THE REQUEST >>
Reproduce verbatim every line of the records below, from the line containing "In this exercise you will annotate each instance of the climbing" down to the last line of the records, with both of those lines included.

|---|

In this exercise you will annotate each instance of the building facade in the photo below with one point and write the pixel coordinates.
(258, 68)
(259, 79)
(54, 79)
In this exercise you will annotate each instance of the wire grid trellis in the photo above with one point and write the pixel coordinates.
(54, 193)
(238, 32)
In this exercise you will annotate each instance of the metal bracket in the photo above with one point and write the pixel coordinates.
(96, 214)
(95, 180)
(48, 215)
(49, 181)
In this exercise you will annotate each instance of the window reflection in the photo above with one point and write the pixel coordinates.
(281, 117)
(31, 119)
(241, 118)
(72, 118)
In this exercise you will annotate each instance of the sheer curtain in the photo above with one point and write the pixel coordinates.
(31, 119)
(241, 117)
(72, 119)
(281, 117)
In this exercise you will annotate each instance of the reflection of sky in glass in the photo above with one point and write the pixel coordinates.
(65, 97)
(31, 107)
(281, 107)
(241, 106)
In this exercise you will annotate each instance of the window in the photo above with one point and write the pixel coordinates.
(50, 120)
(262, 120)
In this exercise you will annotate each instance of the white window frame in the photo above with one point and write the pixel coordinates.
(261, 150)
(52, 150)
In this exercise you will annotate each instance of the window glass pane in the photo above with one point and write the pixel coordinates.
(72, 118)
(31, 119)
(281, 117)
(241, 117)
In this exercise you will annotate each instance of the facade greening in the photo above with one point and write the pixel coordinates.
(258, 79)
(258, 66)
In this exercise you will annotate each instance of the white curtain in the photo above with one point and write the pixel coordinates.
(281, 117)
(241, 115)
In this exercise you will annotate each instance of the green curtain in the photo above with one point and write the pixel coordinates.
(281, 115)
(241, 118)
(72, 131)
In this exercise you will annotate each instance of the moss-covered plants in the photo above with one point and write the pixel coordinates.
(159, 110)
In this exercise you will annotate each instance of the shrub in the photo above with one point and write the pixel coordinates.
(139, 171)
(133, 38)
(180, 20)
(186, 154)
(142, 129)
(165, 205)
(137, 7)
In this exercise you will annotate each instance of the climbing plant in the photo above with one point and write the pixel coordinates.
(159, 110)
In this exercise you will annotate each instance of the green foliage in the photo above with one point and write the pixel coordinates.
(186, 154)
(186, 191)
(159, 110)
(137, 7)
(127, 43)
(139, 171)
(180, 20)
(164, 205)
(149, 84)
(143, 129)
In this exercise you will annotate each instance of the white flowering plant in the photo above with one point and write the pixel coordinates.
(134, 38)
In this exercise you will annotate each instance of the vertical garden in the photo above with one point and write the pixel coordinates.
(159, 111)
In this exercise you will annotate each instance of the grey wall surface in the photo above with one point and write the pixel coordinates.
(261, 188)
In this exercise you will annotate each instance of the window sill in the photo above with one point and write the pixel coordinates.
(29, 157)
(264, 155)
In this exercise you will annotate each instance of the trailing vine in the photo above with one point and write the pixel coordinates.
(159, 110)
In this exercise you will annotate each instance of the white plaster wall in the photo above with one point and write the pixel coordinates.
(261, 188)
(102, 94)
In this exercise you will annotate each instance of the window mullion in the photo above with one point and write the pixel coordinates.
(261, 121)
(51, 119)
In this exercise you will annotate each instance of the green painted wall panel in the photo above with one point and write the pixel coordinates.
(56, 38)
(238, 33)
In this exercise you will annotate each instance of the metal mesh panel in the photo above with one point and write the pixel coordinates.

|---|

SOLUTION TO THIS EXERCISE >>
In this exercise you will annotate each instance of the climbing plant in the photo above with one point and write the pixel coordinates.
(159, 110)
In this exercise you will annotate each instance of the green foliage in the photo above with one point and write the pixel coordinates.
(186, 154)
(186, 191)
(159, 110)
(137, 7)
(127, 43)
(139, 171)
(180, 20)
(164, 205)
(149, 84)
(143, 129)
In this exercise you will annotate each instance of the white flowering plant in the photo above with one point and write the pixel coordinates.
(134, 38)
In this exercise you will annotate each instance of the vertical garden in the photo above with one point and write the pixel coordinates.
(159, 111)
In this exercise you will annotate each instance of the grey wall surface in the photo above with one point and write the pixel coordinates.
(261, 188)
In this exercise you will annotate each instance of the window sill in the photo above with one point and write the pixel coordinates.
(29, 157)
(264, 155)
In this exercise you will annotate each instance of the trailing vine in the photo above with one point and write the pixel coordinates.
(159, 110)
In this exercise you will annotate each instance of the white plaster wall in the photo above with one point and write the pixel coordinates.
(261, 188)
(102, 94)
In this exercise you will annotate each instance of the window mullion in the photo above with one point and write the pixel coordinates.
(261, 121)
(51, 119)
In this exercise you will annotate each instance of the green painted wall panel in the photo above with one point and write the pixel coordinates.
(56, 38)
(238, 33)
In this exercise you will annotate each instance of the metal mesh panel in the photo above with one point and write the pixel coordinates.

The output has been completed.